- Written task
Reproduce the stretch from the start of the material through the line containing "[278,299,334,323]", substituting "prompt" for every occurrence of "query" and leaving all else unchanged.

--- begin ---

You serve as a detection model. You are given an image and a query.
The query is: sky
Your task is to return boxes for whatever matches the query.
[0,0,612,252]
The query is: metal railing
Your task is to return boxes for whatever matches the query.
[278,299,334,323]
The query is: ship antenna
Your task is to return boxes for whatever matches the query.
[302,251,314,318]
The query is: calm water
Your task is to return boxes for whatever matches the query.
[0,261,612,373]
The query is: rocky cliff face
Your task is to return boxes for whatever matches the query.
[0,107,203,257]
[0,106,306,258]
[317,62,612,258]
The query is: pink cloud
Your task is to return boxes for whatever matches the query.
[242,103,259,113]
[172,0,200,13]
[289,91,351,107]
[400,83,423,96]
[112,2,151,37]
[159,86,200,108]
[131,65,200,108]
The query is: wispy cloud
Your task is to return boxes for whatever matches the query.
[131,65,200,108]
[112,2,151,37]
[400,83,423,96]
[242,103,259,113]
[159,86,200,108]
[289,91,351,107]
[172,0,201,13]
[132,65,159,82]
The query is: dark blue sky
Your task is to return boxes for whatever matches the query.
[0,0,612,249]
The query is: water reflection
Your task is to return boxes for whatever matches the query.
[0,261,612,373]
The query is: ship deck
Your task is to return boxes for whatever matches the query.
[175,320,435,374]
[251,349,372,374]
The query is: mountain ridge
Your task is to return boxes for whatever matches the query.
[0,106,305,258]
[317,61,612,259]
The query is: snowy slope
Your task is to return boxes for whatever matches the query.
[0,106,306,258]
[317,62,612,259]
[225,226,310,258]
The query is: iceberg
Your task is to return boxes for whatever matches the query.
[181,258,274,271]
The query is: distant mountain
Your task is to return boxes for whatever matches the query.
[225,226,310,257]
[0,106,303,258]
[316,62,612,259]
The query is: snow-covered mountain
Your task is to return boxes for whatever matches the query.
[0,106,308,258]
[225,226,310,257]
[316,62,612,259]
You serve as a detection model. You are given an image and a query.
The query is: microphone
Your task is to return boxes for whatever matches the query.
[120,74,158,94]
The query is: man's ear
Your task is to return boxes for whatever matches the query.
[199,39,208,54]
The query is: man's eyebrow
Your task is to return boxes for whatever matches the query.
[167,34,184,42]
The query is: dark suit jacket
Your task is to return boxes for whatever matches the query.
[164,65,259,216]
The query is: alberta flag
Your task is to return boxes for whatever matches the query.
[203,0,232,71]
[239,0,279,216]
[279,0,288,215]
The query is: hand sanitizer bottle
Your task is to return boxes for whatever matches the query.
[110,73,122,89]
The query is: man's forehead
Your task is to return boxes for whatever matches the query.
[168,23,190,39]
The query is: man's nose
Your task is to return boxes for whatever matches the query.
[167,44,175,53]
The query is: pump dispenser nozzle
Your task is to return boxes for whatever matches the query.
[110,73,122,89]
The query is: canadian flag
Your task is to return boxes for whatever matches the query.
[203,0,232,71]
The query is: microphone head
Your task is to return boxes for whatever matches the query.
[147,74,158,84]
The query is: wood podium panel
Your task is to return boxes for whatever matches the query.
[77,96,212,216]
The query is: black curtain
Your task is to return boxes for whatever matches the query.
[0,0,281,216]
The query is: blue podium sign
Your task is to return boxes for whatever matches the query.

--- end ---

- Exercise solution
You serve as a detection model. You are given an image and a prompt.
The prompt is: sky
Your task is to return boxes for whatever matches the prompt.
[0,0,612,252]
The prompt is: metal railing
Your task is to return boxes for whatever matches the prompt.
[278,299,334,323]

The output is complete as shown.